Bug 21135 - System.Net.WebConnectionStream.Close blocks after writing with chunked transfer encoding enabled under heavy load
Summary: System.Net.WebConnectionStream.Close blocks after writing with chunked transf...
Status: RESOLVED FIXED
Alias: None
Product: Class Libraries
Classification: Mono
Component: System ()
Version: 3.4.0
Hardware: PC Linux
: --- normal
Target Milestone: Untriaged
Assignee: Martin Baulig
URL:
Depends on:
Blocks:
 
Reported: 2014-07-05 02:04 UTC by Fritz Elfert
Modified: 2016-11-11 09:55 UTC (History)
9 users (show)

Tags:
Is this bug a regression?: ---
Last known good build:


Attachments
Stacktrace of the blocking situation. (14.53 KB, text/plain)
2014-07-05 02:14 UTC, Fritz Elfert
Details
Call stack on blocking close call (3.07 KB, text/plain)
2014-11-21 04:32 UTC, Till Lorentzen
Details


Notice (2018-05-24): bugzilla.xamarin.com is now in read-only mode.

Please join us on Visual Studio Developer Community and in the Xamarin and Mono organizations on GitHub to continue tracking issues. Bugzilla will remain available for reference in read-only mode. We will continue to work on open Bugzilla bugs, copy them to the new locations as needed for follow-up, and add the new items under Related Links.

Our sincere thanks to everyone who has contributed on this bug tracker over the years. Thanks also for your understanding as we make these adjustments and improvements for the future.

• [DATASET CONTENT]:
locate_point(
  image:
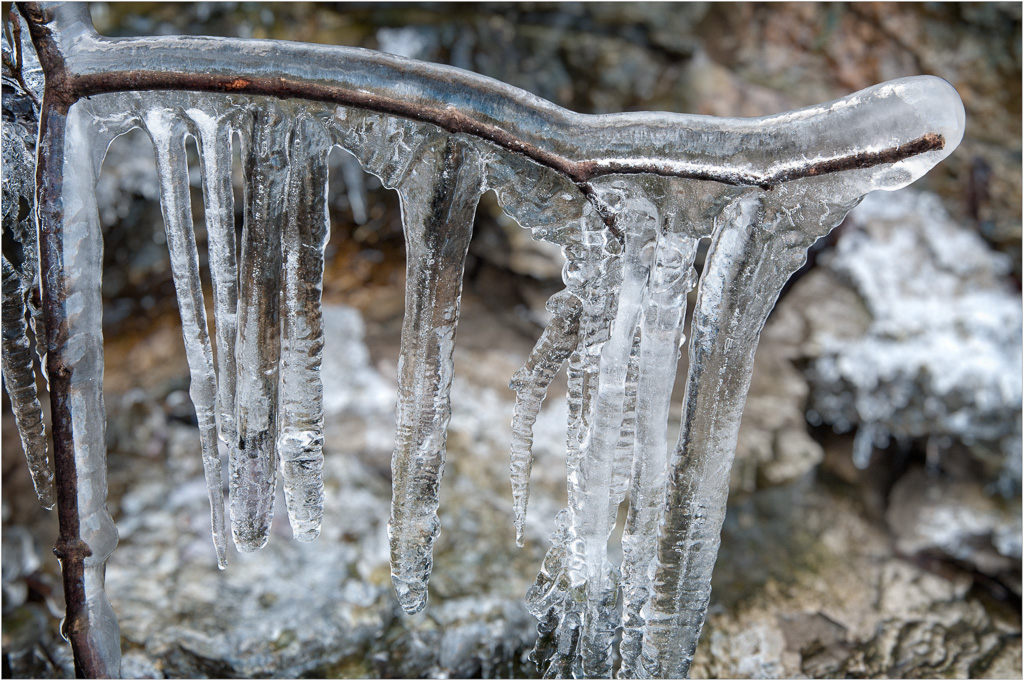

• [EXERCISES]:
- 1) Answer these from the bug report, one line each:
(a) Who is the bug assigned to?
(b) Which version does the bug report give?
(c) On what date did bugzilla.xamarin.com switch to read-only mode?
- 2) Name every person who appears in the bug report, listing each one only once.
- 3) Pick up the bug report after its final sentence and write what comes next.

• [TASK ANSWERS]:
- 1)
(a) Martin Baulig
(b) 3.4.0
(c) 2018-05-24

- 2) Fritz Elfert, Martin Baulig, Till Lorentzen

- 3)
Please create a new report on GitHub or Developer Community with your current version information, steps to reproduce, and relevant error messages or log files if you are hitting an issue that looks similar to this resolved bug and you do not yet see a matching new report.

Related Links:
Status:
RESOLVED FIXED

Description Fritz Elfert 2014-07-05 02:04:38 UTC

    
Comment 1 Fritz Elfert 2014-07-05 02:14:41 UTC
Created attachment 7277 [details]
Stacktrace of the blocking situation.
Comment 2 Fritz Elfert 2014-07-05 02:16:24 UTC
Using latest 3.4.0 from the mono-3.4.0-branch at github, our CmisSync app blocks occassionally in System.Net.WebConnectionStream.Close() when writing ~1000 POST requests.

Unfortunately no *reliably failing* Testcase can be provided.

I have created a pull request at:
 https://github.com/mono/mono/pull/1146

This fixes the deadlock.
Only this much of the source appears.